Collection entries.
## BEGIN

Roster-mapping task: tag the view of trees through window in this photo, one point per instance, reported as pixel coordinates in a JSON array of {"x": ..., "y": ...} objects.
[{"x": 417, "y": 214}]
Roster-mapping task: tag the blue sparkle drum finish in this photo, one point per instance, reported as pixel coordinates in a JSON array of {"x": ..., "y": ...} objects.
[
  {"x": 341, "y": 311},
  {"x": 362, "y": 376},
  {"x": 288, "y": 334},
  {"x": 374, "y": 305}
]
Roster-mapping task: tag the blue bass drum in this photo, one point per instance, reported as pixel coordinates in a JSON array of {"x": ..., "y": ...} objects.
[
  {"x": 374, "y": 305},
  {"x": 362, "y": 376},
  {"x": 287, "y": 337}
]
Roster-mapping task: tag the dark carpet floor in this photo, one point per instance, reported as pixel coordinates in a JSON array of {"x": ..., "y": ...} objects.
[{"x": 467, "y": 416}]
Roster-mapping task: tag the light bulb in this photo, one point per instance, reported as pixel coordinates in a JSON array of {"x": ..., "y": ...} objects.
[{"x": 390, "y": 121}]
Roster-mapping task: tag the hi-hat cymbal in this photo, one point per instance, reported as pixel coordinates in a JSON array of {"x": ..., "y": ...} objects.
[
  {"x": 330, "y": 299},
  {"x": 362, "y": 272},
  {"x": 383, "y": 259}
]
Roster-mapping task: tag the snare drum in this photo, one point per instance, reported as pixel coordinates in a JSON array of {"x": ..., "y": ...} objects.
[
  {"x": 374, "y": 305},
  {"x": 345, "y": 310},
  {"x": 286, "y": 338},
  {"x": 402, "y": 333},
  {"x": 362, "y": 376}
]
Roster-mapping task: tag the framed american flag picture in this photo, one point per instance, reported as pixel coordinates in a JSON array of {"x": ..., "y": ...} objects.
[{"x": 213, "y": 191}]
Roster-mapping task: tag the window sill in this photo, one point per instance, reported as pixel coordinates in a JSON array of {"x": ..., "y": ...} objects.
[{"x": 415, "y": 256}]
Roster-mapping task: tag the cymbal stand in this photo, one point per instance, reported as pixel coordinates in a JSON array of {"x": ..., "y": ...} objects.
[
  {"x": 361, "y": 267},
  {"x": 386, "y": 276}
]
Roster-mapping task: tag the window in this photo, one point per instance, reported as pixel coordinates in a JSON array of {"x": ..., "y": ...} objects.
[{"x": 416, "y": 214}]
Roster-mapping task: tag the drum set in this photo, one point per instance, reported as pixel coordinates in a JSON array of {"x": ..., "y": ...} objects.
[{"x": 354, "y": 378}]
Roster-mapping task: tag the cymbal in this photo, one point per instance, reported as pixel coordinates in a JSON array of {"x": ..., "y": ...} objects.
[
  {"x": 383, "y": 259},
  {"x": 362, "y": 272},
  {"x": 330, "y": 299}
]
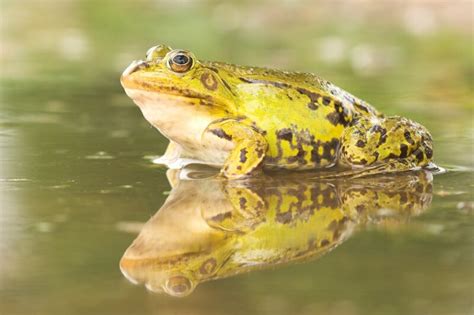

## END

What this task involves. Carry over every line from the one containing "Roster-mapping task: tag the cymbal stand" through the end of the rows, both included, with the requests, and add 132 to each pixel coordinate in the answers. Leave the pictures out.

Task output.
Roster-mapping task: tag the cymbal stand in this photo, one point per instance, reported as pixel coordinates in a JSON array of {"x": ..., "y": ...} objects.
[
  {"x": 493, "y": 399},
  {"x": 518, "y": 408}
]
Roster-mapping task: tag the window in this photo, one point per instance, reported as pixel coordinates in a JSON array of {"x": ..., "y": ...} objects.
[{"x": 548, "y": 346}]
Roster-mapping task: tag the drum set in this photo, one point per instance, reported as pixel coordinates in a JSON array of {"x": ..., "y": ...} objects.
[{"x": 486, "y": 510}]
Roster-mapping task: tag the cymbal in this photo, one point per instance, reported as pixel coordinates in a JSON array of {"x": ..., "y": ...} objects.
[
  {"x": 515, "y": 391},
  {"x": 494, "y": 404},
  {"x": 462, "y": 431}
]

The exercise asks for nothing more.